▶ **Reading text**
Skip to content

ScottSallinen/lollipop

Folders and files

NameName
Last commit message
Last commit date

Latest commit

 

History

96 Commits
 
 
 
 
 
 
 
 
 
 
 
 
 
 
 
 
 
 
 
 
 
 

Repository files navigation

Lollipop

A testing / "simulation" framework for dynamic graph algorithms. The goal of the algorithm design is to be amenable to a distributed implementation, but to remain easy to reason and debug.

Install

Install/update go. Suggested process for linux:

git clone https://github.com/udhos/update-golang
cd update-golang
sudo ./update-golang.sh

Clone this repo and build/install the framework. e.g.,

git clone https://github.com/ScottSallinen/lollipop.git
cd lollipop
go install ./...

Run and Analyze Algorithm Results

Try running asynchronous pagerank on a test graph:

lp-pagerank -g data/test.txt

Try running the dynamic version (-d), and check the final result is the same as an async static run (-o).

lp-pagerank -g data/test.txt -d -o

There are many more options, check graph/graph-options.go

Analyze Algorithm Implementation Performance

A great tool for analyzing go programs is pprof. The web interface is a great quick way to visualize results.

Whole Execution

For a thorough view, use the -profile flag. This will spit out an algorithm.pprof and a stream.pprof file for the whole execution, which you can view. Example:

go tool pprof -http=0.0.0.0:6061 algorithm.pprof

Head to the local hosted webpage, then check out things like view->source to see where the bottlenecks are.

Sampling

Enabling sampling is done with the flag like: -pprof "0.0.0.0:6060" As a basic example; while a graph is processing (you will want to use a larger graph, not the toy ones), check out memory usage by running:

go tool pprof -http=0.0.0.0:6061  http://localhost:6060/debug/pprof/heap

and then go to localhost:6061 in your browser. Check out sample->inuse_space, for example.

▶ **Provided data**
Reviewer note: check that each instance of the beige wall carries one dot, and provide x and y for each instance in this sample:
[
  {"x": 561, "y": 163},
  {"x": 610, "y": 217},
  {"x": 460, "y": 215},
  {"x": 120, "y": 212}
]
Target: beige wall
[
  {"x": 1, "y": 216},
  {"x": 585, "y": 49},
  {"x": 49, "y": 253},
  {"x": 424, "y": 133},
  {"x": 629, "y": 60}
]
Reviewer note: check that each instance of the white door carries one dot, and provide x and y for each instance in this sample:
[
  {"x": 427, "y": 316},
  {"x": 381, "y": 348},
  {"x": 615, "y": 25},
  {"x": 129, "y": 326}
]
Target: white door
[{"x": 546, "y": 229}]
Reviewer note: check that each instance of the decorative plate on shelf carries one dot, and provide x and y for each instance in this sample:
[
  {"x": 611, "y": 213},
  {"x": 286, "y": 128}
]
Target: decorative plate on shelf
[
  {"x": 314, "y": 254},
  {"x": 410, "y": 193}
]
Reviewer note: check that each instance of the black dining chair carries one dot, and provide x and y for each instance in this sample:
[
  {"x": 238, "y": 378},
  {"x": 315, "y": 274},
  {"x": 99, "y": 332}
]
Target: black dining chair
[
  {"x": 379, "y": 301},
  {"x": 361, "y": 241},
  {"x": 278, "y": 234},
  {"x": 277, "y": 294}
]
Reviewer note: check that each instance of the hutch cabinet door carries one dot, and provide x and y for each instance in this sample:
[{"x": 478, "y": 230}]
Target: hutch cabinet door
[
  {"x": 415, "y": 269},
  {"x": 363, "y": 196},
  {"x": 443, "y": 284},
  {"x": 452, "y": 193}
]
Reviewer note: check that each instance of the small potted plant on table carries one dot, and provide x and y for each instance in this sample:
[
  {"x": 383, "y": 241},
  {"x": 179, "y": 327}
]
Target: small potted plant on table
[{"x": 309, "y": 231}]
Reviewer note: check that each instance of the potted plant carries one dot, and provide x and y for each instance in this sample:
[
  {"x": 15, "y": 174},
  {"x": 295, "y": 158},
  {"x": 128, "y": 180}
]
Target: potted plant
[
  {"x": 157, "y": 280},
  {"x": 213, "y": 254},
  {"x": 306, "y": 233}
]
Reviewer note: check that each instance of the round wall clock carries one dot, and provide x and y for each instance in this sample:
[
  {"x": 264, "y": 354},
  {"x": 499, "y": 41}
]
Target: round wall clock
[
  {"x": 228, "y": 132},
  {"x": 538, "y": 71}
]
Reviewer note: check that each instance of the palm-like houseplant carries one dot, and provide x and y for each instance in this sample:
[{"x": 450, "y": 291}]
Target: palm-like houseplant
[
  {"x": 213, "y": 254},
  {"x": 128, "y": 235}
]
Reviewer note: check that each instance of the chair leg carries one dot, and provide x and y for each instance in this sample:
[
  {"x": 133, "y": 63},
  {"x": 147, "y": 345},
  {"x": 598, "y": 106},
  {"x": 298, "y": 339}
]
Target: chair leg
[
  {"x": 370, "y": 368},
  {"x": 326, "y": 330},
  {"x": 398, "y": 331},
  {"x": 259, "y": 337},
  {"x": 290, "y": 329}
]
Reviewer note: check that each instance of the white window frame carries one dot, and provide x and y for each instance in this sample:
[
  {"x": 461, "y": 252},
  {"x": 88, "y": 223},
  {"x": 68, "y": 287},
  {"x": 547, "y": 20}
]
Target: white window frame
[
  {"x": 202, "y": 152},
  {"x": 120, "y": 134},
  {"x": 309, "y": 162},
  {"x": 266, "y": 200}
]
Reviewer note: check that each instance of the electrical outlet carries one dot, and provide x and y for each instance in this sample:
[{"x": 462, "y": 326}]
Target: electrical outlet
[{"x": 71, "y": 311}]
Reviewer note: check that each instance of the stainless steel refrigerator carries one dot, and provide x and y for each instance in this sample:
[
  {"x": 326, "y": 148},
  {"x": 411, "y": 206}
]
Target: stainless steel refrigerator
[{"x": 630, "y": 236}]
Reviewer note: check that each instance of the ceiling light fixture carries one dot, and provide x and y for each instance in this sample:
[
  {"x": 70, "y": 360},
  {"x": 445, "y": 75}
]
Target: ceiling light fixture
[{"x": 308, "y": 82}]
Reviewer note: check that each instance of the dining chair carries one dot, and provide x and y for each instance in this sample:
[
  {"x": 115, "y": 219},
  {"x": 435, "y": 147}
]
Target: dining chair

▶ **Aim of the exercise**
Return the stretch of the Lollipop repository page from "git clone https://github.com/udhos/update-golang" through "go install ./...", copied exactly.

▶ **Solution below**
git clone https://github.com/udhos/update-golang
cd update-golang
sudo ./update-golang.sh

Clone this repo and build/install the framework. e.g.,

git clone https://github.com/ScottSallinen/lollipop.git
cd lollipop
go install ./...